(EXTRAIT DU DOCUMENT):
..............................

17 millions de citoyens de l'Union européenne vivent dans un autre Etat membre que celui dont ils sont ressortissants. Mais comment peuvent-ils être sûrs de continuer à bénéficier de leurs prestations de sécurité sociale ? Real Economy explore cette question cruciale pour les travailleurs européens mobiles.

Les citoyens européens peuvent non seulement voyager librement sur le territoire de l'Union, mais ils peuvent aussi choisir de s'installer où bon leur semble dans ses Etats membres. Mais quand on décide de partir, que se passe-t-il pour nos prestations sociales ? Comment bénéficier de la même couverture dans un autre pays ? Commençons par évoquer quelques éléments-clés dans notre cours accéléré : aujourd'hui, 17 millions de citoyens de l'Union européenne vivent dans un autre Etat membre. 12,4 millions d'entre eux sont en âge de travailler : ce qui représente 4% de la population active européenne. Bénéficient-ils de la même couverture sociale que les travailleurs qui se trouvent dans leur pays d'origine ?

..............................

(DONNÉES FOURNIES):

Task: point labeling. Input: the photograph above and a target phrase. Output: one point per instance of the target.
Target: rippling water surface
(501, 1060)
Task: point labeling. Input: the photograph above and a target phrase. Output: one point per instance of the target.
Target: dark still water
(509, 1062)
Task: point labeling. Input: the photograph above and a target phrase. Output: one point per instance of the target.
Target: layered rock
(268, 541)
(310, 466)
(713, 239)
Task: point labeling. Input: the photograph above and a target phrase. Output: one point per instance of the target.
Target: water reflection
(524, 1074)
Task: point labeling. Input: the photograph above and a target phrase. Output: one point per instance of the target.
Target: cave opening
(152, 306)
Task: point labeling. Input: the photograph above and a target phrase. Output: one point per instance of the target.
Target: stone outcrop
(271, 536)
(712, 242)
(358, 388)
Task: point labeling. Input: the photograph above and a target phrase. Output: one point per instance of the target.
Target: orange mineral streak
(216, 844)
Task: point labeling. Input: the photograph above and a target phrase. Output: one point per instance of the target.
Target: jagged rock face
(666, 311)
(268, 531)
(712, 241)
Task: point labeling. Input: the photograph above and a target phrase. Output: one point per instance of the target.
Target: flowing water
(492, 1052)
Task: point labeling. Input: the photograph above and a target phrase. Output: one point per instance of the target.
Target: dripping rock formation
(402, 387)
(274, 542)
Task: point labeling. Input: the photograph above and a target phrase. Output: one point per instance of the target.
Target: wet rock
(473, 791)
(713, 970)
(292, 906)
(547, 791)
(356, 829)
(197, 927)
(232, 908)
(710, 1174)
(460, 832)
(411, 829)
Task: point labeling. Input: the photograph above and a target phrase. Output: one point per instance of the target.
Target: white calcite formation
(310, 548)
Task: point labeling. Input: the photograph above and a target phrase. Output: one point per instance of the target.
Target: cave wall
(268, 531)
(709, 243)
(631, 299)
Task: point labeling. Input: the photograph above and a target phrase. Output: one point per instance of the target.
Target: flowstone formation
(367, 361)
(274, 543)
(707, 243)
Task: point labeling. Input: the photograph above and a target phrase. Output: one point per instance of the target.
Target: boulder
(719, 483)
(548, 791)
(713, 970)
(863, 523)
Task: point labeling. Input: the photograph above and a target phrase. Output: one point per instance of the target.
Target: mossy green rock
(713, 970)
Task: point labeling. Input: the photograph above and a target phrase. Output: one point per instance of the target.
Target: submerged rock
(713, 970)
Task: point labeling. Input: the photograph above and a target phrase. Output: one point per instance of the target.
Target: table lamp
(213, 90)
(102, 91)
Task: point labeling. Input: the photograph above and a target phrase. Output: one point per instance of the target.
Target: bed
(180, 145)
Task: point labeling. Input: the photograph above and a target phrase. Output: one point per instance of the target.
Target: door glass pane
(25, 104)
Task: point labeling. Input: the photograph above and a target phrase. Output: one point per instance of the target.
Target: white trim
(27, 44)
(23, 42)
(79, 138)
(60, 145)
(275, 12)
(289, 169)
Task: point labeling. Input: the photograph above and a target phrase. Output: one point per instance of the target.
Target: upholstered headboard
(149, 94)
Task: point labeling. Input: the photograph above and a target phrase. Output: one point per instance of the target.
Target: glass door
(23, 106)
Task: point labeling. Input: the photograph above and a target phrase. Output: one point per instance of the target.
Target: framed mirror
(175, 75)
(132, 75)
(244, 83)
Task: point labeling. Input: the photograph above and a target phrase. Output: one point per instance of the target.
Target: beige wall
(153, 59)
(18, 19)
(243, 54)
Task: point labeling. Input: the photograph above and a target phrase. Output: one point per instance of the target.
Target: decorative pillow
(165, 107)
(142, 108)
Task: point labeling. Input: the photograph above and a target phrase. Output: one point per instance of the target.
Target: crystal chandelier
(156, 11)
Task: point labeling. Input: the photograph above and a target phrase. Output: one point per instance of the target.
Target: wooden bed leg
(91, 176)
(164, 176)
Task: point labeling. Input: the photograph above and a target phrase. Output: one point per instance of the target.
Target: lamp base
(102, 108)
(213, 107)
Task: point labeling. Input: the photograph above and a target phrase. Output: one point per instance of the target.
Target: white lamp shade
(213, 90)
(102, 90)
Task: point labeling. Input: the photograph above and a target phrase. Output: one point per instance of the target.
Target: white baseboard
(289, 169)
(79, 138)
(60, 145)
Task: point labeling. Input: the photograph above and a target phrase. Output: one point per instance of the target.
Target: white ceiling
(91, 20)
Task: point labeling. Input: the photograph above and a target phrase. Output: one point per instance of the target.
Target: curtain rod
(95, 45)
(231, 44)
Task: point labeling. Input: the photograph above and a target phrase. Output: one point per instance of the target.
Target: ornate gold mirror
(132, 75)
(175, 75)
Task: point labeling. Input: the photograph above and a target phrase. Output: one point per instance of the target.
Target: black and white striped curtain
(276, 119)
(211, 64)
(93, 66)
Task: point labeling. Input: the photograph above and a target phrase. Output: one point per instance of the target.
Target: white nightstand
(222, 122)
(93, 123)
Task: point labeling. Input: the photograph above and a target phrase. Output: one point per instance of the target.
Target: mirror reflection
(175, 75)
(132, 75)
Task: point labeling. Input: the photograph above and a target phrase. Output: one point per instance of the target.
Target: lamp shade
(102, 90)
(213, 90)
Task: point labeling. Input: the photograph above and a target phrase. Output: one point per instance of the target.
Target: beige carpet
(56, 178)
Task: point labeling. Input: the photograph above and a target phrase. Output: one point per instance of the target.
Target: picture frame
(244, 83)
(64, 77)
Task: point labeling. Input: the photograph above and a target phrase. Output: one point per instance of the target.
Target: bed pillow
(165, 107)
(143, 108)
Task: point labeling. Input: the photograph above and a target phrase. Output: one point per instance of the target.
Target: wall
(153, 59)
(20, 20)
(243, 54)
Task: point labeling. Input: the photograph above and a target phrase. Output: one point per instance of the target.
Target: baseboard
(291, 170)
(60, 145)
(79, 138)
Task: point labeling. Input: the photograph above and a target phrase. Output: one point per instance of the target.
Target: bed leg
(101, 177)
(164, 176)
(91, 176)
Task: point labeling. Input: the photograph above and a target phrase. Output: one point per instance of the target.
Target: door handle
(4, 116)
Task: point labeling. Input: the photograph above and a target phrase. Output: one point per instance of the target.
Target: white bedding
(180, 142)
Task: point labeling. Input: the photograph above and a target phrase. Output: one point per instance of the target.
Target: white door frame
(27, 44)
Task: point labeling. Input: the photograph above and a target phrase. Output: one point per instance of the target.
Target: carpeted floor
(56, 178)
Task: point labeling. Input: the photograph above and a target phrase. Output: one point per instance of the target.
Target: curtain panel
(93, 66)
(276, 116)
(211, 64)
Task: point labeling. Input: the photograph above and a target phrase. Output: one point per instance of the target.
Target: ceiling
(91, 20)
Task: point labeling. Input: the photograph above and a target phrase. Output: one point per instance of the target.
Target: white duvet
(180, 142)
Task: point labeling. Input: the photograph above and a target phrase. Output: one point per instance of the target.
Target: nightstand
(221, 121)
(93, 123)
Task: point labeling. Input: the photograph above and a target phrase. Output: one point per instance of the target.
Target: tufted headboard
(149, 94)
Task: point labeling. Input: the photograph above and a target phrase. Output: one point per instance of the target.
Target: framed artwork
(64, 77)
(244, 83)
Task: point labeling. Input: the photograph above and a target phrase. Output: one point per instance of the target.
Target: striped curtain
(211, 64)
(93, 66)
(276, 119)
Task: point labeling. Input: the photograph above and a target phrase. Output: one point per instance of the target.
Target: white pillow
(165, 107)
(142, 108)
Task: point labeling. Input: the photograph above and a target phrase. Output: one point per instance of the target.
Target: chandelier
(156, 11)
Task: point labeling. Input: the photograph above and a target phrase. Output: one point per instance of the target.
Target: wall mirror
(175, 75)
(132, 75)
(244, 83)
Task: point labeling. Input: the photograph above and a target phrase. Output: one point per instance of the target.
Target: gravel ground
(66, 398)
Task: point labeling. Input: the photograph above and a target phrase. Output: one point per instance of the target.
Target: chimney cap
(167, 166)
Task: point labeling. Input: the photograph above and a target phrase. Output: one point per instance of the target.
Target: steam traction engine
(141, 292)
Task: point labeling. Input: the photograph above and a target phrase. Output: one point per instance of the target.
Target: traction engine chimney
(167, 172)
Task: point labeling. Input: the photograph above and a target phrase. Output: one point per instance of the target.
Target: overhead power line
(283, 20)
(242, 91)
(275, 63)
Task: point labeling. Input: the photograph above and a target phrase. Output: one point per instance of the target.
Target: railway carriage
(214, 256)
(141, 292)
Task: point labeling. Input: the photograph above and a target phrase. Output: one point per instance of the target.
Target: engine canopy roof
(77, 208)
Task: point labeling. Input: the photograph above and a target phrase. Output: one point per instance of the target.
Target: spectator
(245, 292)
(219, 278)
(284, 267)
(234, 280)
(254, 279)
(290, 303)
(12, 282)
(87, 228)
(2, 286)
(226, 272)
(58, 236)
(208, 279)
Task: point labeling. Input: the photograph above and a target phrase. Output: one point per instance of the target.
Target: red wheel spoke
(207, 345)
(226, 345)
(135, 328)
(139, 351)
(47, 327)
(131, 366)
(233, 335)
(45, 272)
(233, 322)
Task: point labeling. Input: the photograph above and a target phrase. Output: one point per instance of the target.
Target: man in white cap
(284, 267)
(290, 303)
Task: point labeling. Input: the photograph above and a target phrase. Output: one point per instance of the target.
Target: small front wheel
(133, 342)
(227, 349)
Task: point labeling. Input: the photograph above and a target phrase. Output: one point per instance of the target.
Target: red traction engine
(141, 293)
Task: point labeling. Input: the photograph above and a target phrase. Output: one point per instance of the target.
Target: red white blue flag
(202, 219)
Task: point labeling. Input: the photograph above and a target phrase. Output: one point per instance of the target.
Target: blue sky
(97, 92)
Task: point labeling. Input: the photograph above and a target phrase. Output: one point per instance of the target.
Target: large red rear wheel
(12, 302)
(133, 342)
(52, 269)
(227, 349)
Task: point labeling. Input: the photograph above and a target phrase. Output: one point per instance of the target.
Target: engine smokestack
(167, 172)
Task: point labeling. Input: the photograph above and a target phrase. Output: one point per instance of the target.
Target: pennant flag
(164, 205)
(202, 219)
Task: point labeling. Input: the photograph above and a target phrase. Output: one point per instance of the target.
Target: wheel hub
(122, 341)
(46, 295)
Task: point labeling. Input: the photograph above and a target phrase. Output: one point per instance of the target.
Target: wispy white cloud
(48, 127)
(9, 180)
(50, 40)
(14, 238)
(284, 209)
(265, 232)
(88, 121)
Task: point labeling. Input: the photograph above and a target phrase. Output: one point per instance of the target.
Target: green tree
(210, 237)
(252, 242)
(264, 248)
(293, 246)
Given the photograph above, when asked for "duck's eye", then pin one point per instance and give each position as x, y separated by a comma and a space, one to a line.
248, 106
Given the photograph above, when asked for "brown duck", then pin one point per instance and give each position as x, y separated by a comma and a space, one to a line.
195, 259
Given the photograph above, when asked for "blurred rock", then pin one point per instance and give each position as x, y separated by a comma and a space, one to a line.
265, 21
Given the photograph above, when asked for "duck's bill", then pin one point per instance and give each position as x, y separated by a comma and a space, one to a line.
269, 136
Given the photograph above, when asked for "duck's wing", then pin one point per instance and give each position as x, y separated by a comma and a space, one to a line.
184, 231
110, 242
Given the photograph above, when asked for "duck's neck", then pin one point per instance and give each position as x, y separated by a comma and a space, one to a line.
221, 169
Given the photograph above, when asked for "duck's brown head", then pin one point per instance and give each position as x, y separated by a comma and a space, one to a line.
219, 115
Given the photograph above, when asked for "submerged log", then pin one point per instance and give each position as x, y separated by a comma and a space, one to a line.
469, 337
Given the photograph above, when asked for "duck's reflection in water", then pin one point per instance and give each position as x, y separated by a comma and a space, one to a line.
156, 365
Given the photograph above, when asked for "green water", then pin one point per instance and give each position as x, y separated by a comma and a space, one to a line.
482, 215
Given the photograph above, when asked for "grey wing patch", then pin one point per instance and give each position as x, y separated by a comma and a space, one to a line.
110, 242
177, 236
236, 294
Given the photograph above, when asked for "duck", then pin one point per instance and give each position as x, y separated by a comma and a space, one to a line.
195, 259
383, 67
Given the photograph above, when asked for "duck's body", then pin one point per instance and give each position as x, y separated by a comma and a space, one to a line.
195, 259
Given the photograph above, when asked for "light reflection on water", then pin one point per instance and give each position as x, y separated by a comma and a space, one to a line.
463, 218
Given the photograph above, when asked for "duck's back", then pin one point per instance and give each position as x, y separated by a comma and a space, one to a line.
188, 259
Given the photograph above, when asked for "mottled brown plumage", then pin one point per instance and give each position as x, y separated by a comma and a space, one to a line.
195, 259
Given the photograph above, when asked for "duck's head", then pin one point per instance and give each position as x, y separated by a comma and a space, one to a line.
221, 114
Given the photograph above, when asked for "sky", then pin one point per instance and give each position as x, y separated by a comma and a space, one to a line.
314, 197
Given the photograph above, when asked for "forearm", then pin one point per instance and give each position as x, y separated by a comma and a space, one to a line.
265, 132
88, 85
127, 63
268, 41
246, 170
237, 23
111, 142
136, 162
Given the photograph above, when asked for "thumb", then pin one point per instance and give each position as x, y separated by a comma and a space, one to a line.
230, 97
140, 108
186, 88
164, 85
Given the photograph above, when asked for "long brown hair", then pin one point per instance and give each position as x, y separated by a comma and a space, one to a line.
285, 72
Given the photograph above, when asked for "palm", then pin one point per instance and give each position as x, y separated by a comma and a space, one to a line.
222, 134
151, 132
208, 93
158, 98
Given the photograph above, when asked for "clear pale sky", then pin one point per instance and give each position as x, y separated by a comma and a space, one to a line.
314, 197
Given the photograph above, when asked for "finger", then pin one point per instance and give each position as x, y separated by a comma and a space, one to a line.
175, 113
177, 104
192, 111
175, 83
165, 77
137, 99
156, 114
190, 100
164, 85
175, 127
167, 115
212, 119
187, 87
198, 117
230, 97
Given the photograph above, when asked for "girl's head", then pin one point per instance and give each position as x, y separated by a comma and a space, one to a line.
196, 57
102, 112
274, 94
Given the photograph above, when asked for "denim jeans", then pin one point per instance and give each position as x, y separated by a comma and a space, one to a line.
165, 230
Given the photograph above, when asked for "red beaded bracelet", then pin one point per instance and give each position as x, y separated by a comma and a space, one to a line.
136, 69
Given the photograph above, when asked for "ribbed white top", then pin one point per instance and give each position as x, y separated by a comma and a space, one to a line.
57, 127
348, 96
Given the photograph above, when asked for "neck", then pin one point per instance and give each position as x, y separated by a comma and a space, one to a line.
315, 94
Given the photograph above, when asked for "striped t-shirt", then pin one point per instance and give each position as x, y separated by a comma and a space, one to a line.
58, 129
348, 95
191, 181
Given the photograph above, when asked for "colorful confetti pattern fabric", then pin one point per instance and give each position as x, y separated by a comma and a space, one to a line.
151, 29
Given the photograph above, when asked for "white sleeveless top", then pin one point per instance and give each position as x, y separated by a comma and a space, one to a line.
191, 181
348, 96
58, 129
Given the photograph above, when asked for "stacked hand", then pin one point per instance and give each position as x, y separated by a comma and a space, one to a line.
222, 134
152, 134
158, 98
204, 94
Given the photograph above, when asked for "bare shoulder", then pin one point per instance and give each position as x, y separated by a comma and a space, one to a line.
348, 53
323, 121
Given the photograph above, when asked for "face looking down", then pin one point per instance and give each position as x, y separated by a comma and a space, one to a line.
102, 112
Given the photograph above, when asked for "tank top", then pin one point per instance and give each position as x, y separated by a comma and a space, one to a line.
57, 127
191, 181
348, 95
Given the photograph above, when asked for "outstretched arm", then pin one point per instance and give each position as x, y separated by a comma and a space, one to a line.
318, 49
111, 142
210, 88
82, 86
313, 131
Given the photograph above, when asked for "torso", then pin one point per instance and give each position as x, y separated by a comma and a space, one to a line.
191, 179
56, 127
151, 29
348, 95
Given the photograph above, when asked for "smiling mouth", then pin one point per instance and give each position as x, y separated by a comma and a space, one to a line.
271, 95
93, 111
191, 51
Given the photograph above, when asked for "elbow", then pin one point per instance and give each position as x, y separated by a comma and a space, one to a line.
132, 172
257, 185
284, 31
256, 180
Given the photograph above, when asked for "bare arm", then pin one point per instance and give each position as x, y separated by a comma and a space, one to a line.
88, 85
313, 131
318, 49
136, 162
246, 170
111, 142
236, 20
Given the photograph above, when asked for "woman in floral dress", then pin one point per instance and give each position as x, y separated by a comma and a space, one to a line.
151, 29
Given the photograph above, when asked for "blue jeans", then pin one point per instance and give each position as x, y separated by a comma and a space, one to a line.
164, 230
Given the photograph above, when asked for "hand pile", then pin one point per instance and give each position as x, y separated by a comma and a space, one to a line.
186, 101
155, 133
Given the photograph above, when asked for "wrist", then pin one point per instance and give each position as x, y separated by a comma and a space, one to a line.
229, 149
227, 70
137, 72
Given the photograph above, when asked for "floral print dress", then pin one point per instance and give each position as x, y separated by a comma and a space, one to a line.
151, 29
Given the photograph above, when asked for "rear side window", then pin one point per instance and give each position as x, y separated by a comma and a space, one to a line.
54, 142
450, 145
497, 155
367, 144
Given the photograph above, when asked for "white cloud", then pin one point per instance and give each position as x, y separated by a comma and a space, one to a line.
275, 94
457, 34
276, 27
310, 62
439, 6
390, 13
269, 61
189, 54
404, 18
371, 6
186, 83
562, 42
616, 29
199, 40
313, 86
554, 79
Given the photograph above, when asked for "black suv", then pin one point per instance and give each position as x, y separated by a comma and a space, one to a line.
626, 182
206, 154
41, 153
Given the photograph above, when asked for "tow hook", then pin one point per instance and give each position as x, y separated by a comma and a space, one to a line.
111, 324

..............................

(CONSIGNE): Recopiez mot pour mot, s'il vous plaît, l'intégralité de l'extrait ci-dessus sur la couverture sociale des citoyens européens installés dans un autre État membre.

(RÉPONSE):
17 millions de citoyens de l'Union européenne vivent dans un autre Etat membre que celui dont ils sont ressortissants. Mais comment peuvent-ils être sûrs de continuer à bénéficier de leurs prestations de sécurité sociale ? Real Economy explore cette question cruciale pour les travailleurs européens mobiles.

Les citoyens européens peuvent non seulement voyager librement sur le territoire de l'Union, mais ils peuvent aussi choisir de s'installer où bon leur semble dans ses Etats membres. Mais quand on décide de partir, que se passe-t-il pour nos prestations sociales ? Comment bénéficier de la même couverture dans un autre pays ? Commençons par évoquer quelques éléments-clés dans notre cours accéléré : aujourd'hui, 17 millions de citoyens de l'Union européenne vivent dans un autre Etat membre. 12,4 millions d'entre eux sont en âge de travailler : ce qui représente 4% de la population active européenne. Bénéficient-ils de la même couverture sociale que les travailleurs qui se trouvent dans leur pays d'origine ?